-- begin --

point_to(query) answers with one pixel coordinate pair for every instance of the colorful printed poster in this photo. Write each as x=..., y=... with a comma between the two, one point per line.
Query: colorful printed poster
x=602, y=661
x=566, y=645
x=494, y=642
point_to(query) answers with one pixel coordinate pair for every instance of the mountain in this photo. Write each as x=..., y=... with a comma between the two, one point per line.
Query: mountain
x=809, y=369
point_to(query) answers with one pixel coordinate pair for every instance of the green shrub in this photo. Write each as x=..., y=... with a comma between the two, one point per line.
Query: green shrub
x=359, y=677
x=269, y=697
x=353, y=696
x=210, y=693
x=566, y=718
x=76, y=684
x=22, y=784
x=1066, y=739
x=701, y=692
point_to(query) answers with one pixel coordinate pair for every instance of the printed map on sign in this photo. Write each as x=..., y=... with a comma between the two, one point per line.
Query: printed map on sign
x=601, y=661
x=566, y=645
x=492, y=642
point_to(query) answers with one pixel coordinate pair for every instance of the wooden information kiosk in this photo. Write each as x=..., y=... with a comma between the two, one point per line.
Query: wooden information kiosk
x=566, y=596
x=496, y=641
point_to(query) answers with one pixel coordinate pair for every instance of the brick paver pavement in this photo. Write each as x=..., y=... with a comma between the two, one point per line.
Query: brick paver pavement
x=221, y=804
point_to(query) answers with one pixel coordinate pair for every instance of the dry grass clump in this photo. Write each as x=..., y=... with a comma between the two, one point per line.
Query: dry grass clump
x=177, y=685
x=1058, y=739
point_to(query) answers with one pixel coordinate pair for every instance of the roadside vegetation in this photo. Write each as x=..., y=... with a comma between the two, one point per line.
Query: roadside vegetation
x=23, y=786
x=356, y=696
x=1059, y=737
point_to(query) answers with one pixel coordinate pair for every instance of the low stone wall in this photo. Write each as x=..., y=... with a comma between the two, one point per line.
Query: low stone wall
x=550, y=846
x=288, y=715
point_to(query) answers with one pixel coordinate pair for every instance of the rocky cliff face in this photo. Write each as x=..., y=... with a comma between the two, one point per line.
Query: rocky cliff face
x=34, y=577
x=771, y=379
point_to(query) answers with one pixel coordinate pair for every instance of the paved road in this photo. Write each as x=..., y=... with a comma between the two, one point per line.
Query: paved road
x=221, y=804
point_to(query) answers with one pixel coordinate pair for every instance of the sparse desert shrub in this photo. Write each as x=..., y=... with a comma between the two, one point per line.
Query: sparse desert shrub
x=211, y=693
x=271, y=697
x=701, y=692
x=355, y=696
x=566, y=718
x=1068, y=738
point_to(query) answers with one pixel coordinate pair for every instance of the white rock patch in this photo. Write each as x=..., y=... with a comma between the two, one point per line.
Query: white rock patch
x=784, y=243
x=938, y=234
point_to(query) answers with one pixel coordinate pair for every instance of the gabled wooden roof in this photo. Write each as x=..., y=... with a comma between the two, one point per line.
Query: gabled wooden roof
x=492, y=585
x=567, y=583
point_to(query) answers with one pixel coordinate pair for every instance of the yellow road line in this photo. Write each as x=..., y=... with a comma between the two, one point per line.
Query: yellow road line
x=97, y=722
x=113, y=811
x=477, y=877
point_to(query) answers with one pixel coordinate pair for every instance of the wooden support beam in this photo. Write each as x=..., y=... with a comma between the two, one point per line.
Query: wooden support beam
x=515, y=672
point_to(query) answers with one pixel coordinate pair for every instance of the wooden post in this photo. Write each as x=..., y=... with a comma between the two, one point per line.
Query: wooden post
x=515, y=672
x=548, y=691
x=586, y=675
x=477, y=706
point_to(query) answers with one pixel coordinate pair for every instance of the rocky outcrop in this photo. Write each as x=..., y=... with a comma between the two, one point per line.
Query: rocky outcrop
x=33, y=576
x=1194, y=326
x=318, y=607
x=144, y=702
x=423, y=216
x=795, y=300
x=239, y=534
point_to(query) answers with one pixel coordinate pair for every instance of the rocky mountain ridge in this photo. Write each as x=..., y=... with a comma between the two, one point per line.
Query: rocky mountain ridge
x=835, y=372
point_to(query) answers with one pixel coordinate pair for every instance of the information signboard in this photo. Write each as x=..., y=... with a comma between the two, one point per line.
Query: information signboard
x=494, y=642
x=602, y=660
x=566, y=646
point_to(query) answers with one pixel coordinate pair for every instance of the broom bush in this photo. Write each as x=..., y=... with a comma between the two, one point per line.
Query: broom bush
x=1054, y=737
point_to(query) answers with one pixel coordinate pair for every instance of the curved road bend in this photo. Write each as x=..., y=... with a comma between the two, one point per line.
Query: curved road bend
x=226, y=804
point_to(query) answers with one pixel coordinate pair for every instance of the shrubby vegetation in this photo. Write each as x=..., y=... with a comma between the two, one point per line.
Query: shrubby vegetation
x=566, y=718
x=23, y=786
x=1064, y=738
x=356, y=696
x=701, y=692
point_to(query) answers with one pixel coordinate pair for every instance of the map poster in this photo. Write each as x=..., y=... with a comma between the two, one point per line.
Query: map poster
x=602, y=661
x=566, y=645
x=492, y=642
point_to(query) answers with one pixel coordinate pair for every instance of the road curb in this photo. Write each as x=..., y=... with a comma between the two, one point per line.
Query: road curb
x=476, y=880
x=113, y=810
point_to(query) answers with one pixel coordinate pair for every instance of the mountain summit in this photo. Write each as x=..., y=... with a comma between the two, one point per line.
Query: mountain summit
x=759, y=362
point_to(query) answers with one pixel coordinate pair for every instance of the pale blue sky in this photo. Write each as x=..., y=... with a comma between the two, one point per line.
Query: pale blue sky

-- end --

**Problem requirements:** Make an exact copy of every entry.

**Output:**
point_to(query) answers with one pixel coordinate pair for every instance of the colorful printed poster in this photo. Write each as x=..., y=... with a comma between the two, one point per line.
Query: colorful printed poster
x=602, y=661
x=566, y=645
x=494, y=642
point_to(query) answers with one pixel coordinate pair for every instance of the mountain in this photo. Write each as x=..., y=... with a comma between the two, one point per line.
Query: mountain
x=809, y=369
point_to(query) answers with one pixel coordinate pair for every instance of the green shrub in this photo. Write each as x=..., y=... with a comma between the two, one point per line.
Query: green shrub
x=359, y=677
x=269, y=697
x=353, y=696
x=210, y=693
x=566, y=718
x=76, y=684
x=22, y=784
x=1066, y=739
x=701, y=692
point_to(query) answers with one pixel coordinate pair for every instance of the printed map on sign in this photo. Write each as x=..., y=... with a comma between the two, one point per line.
Query: printed map on sign
x=601, y=661
x=566, y=645
x=492, y=642
point_to(query) answers with one pixel coordinate pair for every instance of the wooden information kiosk in this photo. Write each as x=..., y=... with a comma between the two, one point per line.
Query: wooden information kiosk
x=566, y=596
x=496, y=641
point_to(query) answers with one pixel coordinate pair for every instance of the brick paver pavement in this photo. Write each as x=..., y=... with a comma between the two, one point per line.
Query: brick paver pavement
x=221, y=804
point_to(query) answers with one pixel coordinate pair for every instance of the dry grass clump in this photo. Write each as x=..., y=... with a comma between the two, one point per line.
Query: dry grass clump
x=177, y=685
x=1058, y=739
point_to(query) answers with one pixel coordinate pair for every instance of the roadside vegetation in this photo. Write each as x=..., y=... with a comma between the two, one point per line.
Query: roadside vegetation
x=23, y=786
x=356, y=696
x=1059, y=737
point_to(query) answers with one pixel coordinate pair for every instance of the low stone wall in this photo. Write each as x=..., y=... with a comma between the two, one point per line.
Query: low stone wall
x=550, y=846
x=288, y=715
point_to(query) answers with one pixel coordinate pair for every instance of the rocky cliff face in this photo. Write each as x=..., y=... with a comma between the two, one point per line.
Query: rocky cliff face
x=34, y=577
x=771, y=379
point_to(query) answers with one pixel coordinate pair for every instance of the paved road in this photo. Write each as x=..., y=... with a comma between the two, one point per line.
Query: paved road
x=221, y=804
point_to(query) answers with one pixel coordinate pair for every instance of the sparse desert shrub in this photo. Write each as x=..., y=... with a comma between the two, one point per line.
Query: sparse desert shrub
x=211, y=693
x=271, y=697
x=701, y=692
x=355, y=696
x=566, y=718
x=1068, y=738
point_to(query) answers with one pixel coordinate pair for every instance of the white rock patch in this photo. Write each as x=..., y=... with a comma between the two, one point per line.
Query: white rock patch
x=784, y=243
x=938, y=234
point_to(query) answers with one pixel coordinate pair for every instance of the gabled wooden roof in this photo. Write each as x=..., y=... with a comma between the two, one point per line.
Query: gabled wooden roof
x=492, y=585
x=567, y=583
point_to(query) answers with one pixel coordinate pair for every instance of the yellow road line in this photo. Write each as x=..., y=... with a comma between the two, one point per line.
Query: yellow road line
x=97, y=722
x=113, y=811
x=477, y=877
point_to(query) answers with one pixel coordinate pair for every instance of the wooden support beam in this photo. Write each as x=..., y=... with a comma between the two, one point per line.
Query: wooden support beam
x=515, y=672
point_to(query) answers with one pixel coordinate pair for every instance of the wooden post in this photo. Write each as x=..., y=... with a comma between the two, one point per line.
Query: wooden post
x=515, y=672
x=548, y=691
x=586, y=675
x=477, y=706
point_to(query) answers with one pixel coordinate pair for every instance of the rocky outcrop in this photo. Write each as x=..., y=... with a comma between the two, one point per line.
Query: rocky outcrop
x=33, y=576
x=1194, y=326
x=318, y=607
x=144, y=702
x=423, y=216
x=795, y=300
x=239, y=534
point_to(query) answers with one pixel coordinate pair for every instance of the rocky mountain ridge in this photo. Write each as x=..., y=... with a comma between the two, one point per line.
Query: rocky mountain ridge
x=835, y=372
point_to(query) answers with one pixel coordinate pair for every instance of the information signboard in this photo. Write each as x=..., y=... with a comma between the two, one point per line.
Query: information signboard
x=494, y=642
x=602, y=660
x=566, y=646
point_to(query) answers with one pixel coordinate pair for every instance of the broom bush in this photo. Write each as x=..., y=... with a comma between the two, one point per line.
Query: broom bush
x=1054, y=737
point_to(query) answers with one pixel coordinate pair for every instance of the curved road bend in this photo. Write each as x=..., y=... with a comma between the two, one point per line.
Query: curved road bend
x=226, y=804
point_to(query) answers with one pixel coordinate pair for every instance of the shrubby vegetation in this photo. Write each as x=..., y=... with a comma between the two, one point per line.
Query: shrubby vegetation
x=566, y=718
x=23, y=786
x=1064, y=738
x=356, y=696
x=701, y=692
point_to(query) answers with one pixel coordinate pair for every instance of the map poster in this photo. Write each as x=..., y=... with a comma between the two, one point per line.
Query: map poster
x=602, y=661
x=566, y=645
x=492, y=642
point_to(query) answers with one pixel coordinate pair for every instance of the road curb in this photo. Write each as x=..., y=... with a comma between the two, one point per line.
Query: road curb
x=476, y=880
x=113, y=810
point_to(query) answers with one pixel coordinate pair for every instance of the mountain summit in this photo. Write each as x=..., y=... with a comma between the two, one point per line.
Query: mountain summit
x=759, y=362
point_to(query) answers with one pixel coordinate pair for every instance of the pale blue sky in this photo. Write each as x=..., y=... with a comma between the two, one point per line.
Query: pale blue sky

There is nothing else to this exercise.